(Given entries)
● ● ● ● ●

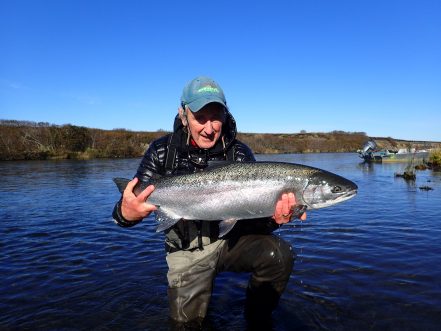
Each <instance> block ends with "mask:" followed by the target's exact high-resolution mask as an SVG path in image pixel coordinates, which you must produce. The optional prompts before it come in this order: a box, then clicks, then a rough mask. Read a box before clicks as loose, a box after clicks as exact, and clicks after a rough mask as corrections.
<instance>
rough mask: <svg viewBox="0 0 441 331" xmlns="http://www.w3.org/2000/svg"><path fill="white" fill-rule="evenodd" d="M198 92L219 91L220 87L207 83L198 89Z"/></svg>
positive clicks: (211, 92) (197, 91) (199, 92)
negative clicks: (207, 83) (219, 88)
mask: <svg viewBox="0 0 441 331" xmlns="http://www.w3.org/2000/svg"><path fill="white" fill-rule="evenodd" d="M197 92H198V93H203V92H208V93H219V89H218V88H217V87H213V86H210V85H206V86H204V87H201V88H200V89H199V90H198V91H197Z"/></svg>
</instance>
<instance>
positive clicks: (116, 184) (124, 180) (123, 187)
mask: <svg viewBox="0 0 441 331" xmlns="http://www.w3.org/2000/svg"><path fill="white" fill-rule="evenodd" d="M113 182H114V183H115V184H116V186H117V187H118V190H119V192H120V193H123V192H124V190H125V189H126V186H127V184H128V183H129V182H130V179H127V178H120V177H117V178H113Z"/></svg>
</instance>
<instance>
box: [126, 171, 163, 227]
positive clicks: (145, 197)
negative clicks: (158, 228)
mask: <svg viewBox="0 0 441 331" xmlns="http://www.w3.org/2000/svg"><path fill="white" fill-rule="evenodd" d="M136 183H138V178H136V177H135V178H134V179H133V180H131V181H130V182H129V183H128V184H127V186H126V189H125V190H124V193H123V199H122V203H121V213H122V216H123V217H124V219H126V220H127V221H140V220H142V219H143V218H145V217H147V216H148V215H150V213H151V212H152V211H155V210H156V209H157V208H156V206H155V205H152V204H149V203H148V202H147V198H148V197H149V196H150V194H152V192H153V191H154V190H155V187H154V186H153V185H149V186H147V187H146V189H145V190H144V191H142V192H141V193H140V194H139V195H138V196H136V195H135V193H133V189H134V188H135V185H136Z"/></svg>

● ● ● ● ●

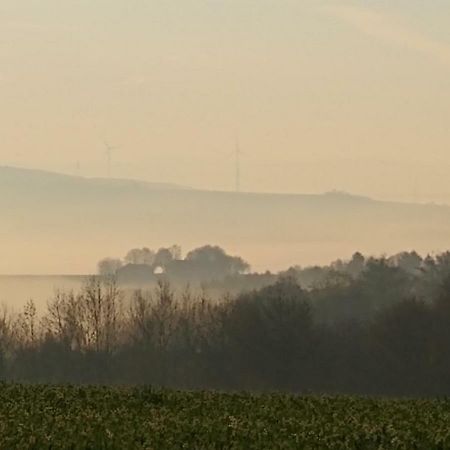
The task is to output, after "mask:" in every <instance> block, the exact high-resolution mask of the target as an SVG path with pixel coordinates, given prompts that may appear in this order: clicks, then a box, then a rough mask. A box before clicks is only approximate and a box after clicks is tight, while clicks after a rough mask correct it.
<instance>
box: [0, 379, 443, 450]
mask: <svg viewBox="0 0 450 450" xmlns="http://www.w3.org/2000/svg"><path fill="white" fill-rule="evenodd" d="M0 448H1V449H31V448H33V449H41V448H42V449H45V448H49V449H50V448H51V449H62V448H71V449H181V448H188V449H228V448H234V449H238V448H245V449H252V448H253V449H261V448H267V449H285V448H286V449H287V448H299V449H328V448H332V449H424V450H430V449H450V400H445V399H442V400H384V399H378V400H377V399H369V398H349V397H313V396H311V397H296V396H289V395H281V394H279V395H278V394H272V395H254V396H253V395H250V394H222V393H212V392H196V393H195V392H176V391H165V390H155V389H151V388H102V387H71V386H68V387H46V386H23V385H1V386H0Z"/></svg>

● ● ● ● ●

(Required action) Convert the lines of the records starting at the one containing "The task is" and ending at the one containing "box: [0, 379, 443, 450]" into a Markdown table with the columns No. and Text. Number each row and leave out blank lines.

(Finished exercise)
| No. | Text |
|---|---|
| 1 | The task is to output, after "mask:" in every <instance> block, the exact high-resolution mask of the target as an SVG path with pixel coordinates, given prompts that may appear in this order: clicks, then a box, then a rough mask. A box before clicks is only approximate and a box after clicks is tight, while clicks after a rough mask correct it. |
| 2 | <instance> |
| 3 | box: [0, 379, 443, 450] |